== What is needed ==
Rewrite the lines from the line with "outline white protest sign, every instance" to the line with "[[[333,628],[556,597],[590,413],[655,319],[343,358],[296,382]]]", swapping "white" for "yellow" and leaving everything else unchanged. Return only those lines.

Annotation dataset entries
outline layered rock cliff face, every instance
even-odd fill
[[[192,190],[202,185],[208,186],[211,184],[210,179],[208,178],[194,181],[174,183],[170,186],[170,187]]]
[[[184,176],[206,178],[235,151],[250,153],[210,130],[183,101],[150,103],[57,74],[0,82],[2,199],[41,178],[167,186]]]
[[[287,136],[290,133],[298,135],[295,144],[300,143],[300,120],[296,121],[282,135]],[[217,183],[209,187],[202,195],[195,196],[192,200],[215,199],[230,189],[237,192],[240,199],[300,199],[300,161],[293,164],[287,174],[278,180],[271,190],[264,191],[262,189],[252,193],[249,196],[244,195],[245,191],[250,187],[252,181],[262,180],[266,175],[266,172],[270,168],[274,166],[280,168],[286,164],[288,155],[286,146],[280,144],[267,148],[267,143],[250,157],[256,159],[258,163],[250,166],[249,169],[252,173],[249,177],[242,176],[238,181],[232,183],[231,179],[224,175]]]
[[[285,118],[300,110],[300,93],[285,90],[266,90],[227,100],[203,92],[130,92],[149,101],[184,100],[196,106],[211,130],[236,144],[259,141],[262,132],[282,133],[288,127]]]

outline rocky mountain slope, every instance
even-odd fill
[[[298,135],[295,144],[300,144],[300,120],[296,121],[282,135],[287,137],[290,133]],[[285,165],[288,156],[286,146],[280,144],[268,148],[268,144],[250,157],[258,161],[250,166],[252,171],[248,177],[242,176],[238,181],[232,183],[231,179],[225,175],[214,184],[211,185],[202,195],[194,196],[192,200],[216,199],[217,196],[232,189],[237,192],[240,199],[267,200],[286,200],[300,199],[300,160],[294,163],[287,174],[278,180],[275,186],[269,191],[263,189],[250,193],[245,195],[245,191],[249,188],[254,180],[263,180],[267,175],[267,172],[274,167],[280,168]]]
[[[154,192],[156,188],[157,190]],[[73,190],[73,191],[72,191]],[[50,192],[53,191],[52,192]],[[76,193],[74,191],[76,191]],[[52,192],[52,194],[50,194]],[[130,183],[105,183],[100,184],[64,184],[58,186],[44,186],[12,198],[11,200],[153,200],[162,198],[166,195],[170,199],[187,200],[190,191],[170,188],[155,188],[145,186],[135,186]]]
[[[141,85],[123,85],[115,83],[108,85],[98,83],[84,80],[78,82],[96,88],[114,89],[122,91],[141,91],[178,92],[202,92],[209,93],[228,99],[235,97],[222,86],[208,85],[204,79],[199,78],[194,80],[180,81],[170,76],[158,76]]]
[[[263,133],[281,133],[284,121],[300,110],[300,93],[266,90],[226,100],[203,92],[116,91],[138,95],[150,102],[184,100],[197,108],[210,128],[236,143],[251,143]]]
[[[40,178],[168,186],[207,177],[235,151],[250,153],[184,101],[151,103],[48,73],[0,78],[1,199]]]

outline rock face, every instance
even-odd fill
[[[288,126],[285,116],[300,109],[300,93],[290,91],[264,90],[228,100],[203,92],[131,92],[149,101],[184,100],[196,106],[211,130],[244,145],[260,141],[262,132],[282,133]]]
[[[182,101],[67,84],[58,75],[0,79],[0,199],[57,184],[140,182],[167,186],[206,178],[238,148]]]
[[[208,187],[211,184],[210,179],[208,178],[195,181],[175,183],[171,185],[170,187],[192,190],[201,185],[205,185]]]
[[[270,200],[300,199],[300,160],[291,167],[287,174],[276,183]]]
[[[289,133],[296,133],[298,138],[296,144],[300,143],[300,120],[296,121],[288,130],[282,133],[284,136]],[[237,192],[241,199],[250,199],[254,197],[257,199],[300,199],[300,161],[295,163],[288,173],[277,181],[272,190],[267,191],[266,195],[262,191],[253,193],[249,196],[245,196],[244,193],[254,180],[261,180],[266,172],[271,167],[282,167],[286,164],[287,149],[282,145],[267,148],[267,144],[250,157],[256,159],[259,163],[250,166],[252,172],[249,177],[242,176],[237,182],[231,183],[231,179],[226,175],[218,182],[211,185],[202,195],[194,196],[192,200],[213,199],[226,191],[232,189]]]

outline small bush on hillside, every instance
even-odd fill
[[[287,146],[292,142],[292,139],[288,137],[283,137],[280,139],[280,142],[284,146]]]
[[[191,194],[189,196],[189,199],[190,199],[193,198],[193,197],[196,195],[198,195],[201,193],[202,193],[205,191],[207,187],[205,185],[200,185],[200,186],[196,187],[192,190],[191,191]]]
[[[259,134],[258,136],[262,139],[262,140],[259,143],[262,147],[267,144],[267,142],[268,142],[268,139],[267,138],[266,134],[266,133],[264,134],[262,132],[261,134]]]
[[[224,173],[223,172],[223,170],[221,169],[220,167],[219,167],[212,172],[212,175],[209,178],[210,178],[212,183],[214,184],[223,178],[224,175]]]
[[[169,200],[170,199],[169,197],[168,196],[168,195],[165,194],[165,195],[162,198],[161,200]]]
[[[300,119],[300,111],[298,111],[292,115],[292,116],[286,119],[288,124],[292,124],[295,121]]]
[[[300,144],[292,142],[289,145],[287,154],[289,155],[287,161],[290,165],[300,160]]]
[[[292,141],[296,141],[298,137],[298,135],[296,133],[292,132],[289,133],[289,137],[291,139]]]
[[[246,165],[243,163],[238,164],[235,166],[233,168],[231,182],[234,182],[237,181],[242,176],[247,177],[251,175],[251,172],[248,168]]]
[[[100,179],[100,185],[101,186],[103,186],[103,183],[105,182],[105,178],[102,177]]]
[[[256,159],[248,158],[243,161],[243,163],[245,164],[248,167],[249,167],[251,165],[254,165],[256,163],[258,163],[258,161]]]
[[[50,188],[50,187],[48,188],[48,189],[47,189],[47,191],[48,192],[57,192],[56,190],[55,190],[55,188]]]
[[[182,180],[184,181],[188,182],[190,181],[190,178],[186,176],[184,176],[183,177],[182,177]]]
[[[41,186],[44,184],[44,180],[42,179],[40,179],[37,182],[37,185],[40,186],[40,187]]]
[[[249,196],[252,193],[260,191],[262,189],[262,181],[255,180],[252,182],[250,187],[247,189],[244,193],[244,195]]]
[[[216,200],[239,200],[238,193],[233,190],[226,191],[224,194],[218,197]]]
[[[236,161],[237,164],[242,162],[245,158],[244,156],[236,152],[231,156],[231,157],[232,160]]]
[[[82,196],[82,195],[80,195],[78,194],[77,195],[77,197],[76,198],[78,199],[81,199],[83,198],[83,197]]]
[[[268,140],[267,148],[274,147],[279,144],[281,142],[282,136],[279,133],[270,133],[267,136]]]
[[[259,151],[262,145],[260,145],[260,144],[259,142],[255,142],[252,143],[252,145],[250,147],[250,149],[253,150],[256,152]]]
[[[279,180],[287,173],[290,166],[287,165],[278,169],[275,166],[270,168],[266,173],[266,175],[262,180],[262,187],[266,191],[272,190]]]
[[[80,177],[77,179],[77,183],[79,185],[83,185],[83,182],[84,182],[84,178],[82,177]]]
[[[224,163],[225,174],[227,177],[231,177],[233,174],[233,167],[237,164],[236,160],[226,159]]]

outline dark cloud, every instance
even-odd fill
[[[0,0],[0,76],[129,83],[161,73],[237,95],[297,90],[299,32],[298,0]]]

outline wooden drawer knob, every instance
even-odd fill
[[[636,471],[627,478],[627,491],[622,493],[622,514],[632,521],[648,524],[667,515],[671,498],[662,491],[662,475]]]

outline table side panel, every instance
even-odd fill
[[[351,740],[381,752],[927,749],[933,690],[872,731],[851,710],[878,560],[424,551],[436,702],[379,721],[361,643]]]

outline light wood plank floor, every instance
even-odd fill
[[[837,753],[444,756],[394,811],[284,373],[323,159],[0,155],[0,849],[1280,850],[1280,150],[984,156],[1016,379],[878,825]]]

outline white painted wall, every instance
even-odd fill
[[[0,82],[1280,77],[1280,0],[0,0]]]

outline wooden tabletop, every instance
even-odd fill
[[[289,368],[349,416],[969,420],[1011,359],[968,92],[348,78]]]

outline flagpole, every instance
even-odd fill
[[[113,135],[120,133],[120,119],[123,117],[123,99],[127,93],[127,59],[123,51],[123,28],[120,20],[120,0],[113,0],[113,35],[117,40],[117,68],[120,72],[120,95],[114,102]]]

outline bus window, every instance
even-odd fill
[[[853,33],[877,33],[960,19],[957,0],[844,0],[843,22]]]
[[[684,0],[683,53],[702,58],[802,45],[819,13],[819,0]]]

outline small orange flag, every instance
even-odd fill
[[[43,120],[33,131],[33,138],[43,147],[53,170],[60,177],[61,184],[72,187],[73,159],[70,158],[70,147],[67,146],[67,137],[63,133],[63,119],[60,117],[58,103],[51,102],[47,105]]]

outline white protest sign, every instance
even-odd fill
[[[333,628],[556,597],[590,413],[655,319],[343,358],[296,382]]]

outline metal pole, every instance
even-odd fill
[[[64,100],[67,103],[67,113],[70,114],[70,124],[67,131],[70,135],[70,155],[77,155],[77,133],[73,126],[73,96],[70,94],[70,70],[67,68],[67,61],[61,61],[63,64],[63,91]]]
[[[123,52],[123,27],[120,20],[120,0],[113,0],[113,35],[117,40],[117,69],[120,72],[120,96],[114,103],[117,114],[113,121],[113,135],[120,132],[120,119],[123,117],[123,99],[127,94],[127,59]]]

== Task response ==
outline yellow protest sign, every instance
even-odd fill
[[[333,628],[556,597],[590,413],[655,319],[343,358],[296,382]]]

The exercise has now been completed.